Tema Vakfı

Tema Vakfı

Geçtiğimiz hafta sonu Yozgat Tema Vakfı’nın davetiyle mükemmel bir Kastamonu gezisine gittim.
İyi ki gitmişim dediğim gezilerden biri oldu. O kadar güzel insanlar tanıdım ki, ilk durağımız Horma Kanyonu ve Ilıca şelalesiydi. Yeryüzünde ki cennetti gördük. Akşam Kastamonu merkezi gezdik. Ertesi gün dünyanın 2. büyük derin kanyonu Valla Kanyonunu gezdik. Daha sonra Kastamonu kalesine çıktık unutamadığım bir gezi oldu.
Ülkemin her yeri cennet. Babam da Tema Vakfı gönüllüsüydü.
Tema Vakfıyla Konya’ya gitmiştik. Hayrettin Karaca’nın eşliğinde toplantı yapmışlardı. O zamanlar Yozgat Tema Vakfı bu kadar sosyal değildi, ama şimdi karşımda bambaşka bir Tema gönüllüleri vardı. Bilgili, donanımlı, genç, dinamik, her şeye hakim, güler yüzlü. Ve o kadar güzel şeyler yapıyorlar ki! Okullara gidiyorlar, su kardeşliği diye bir projeleri var anlatıyorlar. Anlatıp geçmiyorlar çocukların beyinlerinde, kalplerinde iz bırakacak şekilde anlatıyorlar. Fidanlar dikiyorlar. Doğa senliklerinde sürdürülebilir en iyi proje seçildi projeleri. Bu gezide tanıdığım Tema Vakfı Yozgat İl Temsilcisi Abdülkadir Karaduman mükemmel bir insan. İyi ki o seçilmiş. İyi ki Yozgat’ı o temsil ediyor. Kibar, beyefendi, ilgili, girişken.
□ □ □
Kısa alıştırma 1:
Kastamonu gezisi yazısına göre şu soruları yanıtlayın:
(a) Gezinin ilk durağı neresiydi?
(b) Yazarın babası hangi vakfın gönüllüsüydü?
(c) Tema Vakfı Yozgat İl Temsilcisi kimdir?
Kısa alıştırma 2:
Kastamonu gezisi yazısının "Ülkemin her yeri" sözcükleriyle başlayıp "beyefendi, ilgili, girişken." sözcükleriyle biten bölümünü aynen yazdırın.
Kısa alıştırma 3:
Aşağıdaki ifadeler Kastamonu gezisi yazısıyla uyuşuyor mu? Her biri için evet ya da hayır deyin ve kararı belirleyen sözcükleri metinden tam olarak alıntılayın.
(a) Valla Kanyonu, dünyanın en büyük derin kanyonu olarak anılıyor.
(b) Gezi, Yozgat Tema Vakfı'nın davetiyle yapıldı.
(c) Tema gönüllülerinin su kardeşliği adında bir projesi var.
Yanıtlarken yalnızca metinden yararlanın.

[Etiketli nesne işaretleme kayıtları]
□ □ □
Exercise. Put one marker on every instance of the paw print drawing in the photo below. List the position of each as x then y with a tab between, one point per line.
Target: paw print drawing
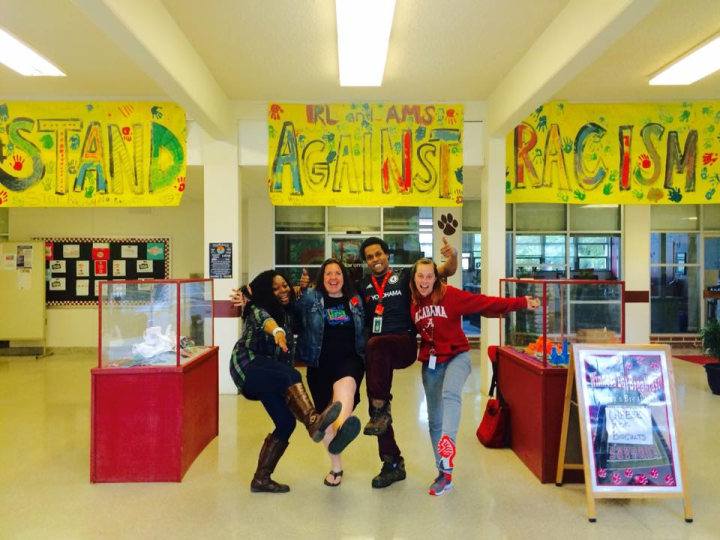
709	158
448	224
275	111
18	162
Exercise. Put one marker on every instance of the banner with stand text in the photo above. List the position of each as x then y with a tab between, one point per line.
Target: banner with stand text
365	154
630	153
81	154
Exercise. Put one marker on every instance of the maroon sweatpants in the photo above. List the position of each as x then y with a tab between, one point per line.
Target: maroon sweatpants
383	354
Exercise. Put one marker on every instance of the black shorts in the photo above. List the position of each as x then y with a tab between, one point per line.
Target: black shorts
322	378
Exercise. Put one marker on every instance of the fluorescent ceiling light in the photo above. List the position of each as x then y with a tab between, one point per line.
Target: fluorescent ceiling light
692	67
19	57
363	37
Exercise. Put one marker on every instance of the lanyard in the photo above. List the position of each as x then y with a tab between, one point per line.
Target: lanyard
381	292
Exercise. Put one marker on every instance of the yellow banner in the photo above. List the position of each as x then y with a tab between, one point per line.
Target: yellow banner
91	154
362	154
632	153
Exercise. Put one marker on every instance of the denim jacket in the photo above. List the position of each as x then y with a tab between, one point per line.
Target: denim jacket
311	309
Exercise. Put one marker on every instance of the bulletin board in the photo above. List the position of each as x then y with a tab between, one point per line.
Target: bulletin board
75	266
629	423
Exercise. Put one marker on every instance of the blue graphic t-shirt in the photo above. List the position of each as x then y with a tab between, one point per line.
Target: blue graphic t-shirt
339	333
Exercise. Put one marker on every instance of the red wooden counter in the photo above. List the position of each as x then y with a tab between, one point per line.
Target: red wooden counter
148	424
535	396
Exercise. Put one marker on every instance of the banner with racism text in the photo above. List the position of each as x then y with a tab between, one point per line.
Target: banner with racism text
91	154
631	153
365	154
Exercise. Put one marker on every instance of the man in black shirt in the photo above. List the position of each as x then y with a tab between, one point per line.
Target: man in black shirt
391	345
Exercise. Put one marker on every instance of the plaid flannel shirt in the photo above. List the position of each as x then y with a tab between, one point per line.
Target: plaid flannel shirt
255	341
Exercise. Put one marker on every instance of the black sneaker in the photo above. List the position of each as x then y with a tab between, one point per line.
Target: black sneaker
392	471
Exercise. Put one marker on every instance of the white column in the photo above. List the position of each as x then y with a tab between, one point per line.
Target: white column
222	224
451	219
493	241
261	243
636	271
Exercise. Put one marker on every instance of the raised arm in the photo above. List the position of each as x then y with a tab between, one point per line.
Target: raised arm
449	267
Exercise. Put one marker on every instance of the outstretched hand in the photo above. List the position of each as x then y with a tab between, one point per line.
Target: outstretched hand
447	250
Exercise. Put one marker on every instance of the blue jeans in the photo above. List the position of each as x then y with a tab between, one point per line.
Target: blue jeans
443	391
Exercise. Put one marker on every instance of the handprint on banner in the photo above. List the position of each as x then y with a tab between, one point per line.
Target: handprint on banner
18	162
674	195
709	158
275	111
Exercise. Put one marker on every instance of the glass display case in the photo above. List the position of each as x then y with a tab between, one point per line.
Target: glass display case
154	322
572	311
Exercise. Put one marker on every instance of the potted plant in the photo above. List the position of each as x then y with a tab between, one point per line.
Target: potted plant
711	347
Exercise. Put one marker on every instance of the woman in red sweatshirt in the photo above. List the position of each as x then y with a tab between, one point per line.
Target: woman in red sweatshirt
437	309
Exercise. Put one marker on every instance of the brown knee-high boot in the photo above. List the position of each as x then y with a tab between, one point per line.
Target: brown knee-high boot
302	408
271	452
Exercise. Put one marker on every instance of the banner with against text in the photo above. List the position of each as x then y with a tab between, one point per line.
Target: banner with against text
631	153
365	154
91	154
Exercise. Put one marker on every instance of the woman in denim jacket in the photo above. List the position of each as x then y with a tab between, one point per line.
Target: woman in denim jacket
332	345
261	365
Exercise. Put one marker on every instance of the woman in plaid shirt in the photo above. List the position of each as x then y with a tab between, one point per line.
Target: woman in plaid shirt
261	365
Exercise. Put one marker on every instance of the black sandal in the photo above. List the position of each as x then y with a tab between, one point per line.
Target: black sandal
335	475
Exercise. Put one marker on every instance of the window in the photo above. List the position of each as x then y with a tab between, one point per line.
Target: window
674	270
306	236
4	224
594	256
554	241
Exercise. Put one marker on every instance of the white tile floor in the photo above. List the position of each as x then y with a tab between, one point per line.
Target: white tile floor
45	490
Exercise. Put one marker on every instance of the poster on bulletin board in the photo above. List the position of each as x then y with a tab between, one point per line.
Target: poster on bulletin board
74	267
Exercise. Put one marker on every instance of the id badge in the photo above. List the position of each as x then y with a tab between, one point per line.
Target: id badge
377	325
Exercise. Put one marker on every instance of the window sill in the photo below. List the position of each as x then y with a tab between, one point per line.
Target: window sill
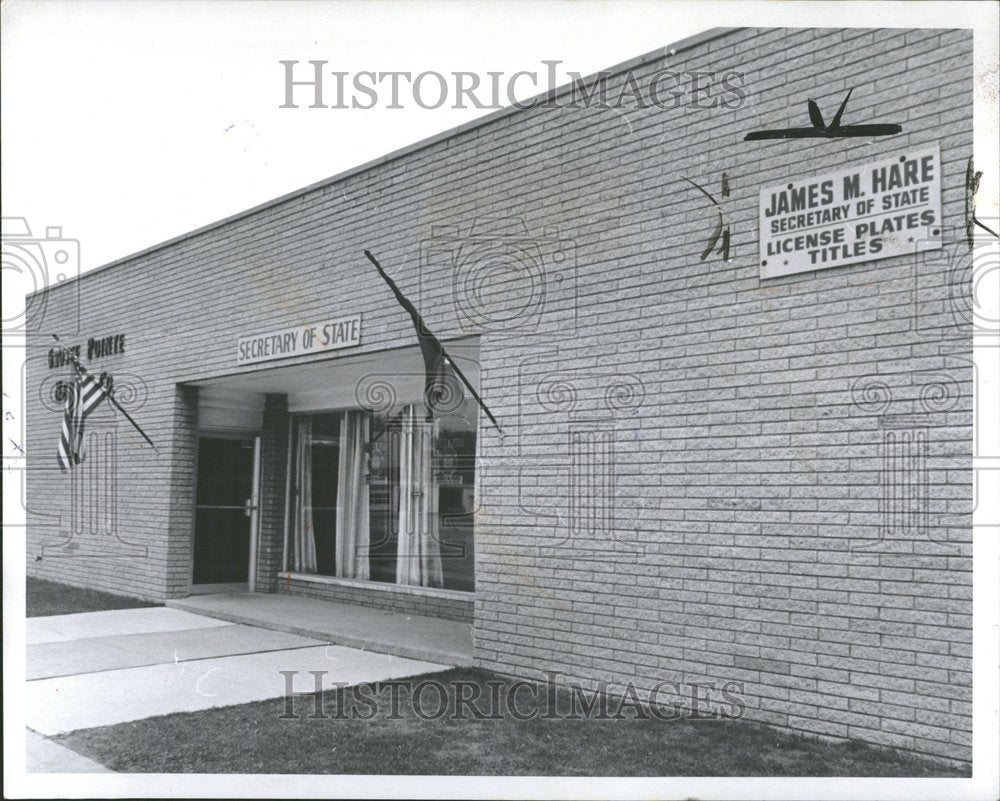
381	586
□ □ □
Doğru çıktı 1:
(a) Horma Kanyonu ve Ilıca şelalesi
(b) Tema Vakfı
(c) Abdülkadir Karaduman

Doğru çıktı 2:
Ülkemin her yeri cennet. Babam da Tema Vakfı gönüllüsüydü.
Tema Vakfıyla Konya’ya gitmiştik. Hayrettin Karaca’nın eşliğinde toplantı yapmışlardı. O zamanlar Yozgat Tema Vakfı bu kadar sosyal değildi, ama şimdi karşımda bambaşka bir Tema gönüllüleri vardı. Bilgili, donanımlı, genç, dinamik, her şeye hakim, güler yüzlü. Ve o kadar güzel şeyler yapıyorlar ki! Okullara gidiyorlar, su kardeşliği diye bir projeleri var anlatıyorlar. Anlatıp geçmiyorlar çocukların beyinlerinde, kalplerinde iz bırakacak şekilde anlatıyorlar. Fidanlar dikiyorlar. Doğa senliklerinde sürdürülebilir en iyi proje seçildi projeleri. Bu gezide tanıdığım Tema Vakfı Yozgat İl Temsilcisi Abdülkadir Karaduman mükemmel bir insan. İyi ki o seçilmiş. İyi ki Yozgat’ı o temsil ediyor. Kibar, beyefendi, ilgili, girişken.

Doğru çıktı 3:
(a) Hayır: "dünyanın 2. büyük derin kanyonu Valla Kanyonunu gezdik"
(b) Evet: "Yozgat Tema Vakfı’nın davetiyle mükemmel bir Kastamonu gezisine gittim"
(c) Evet: "su kardeşliği diye bir projeleri var"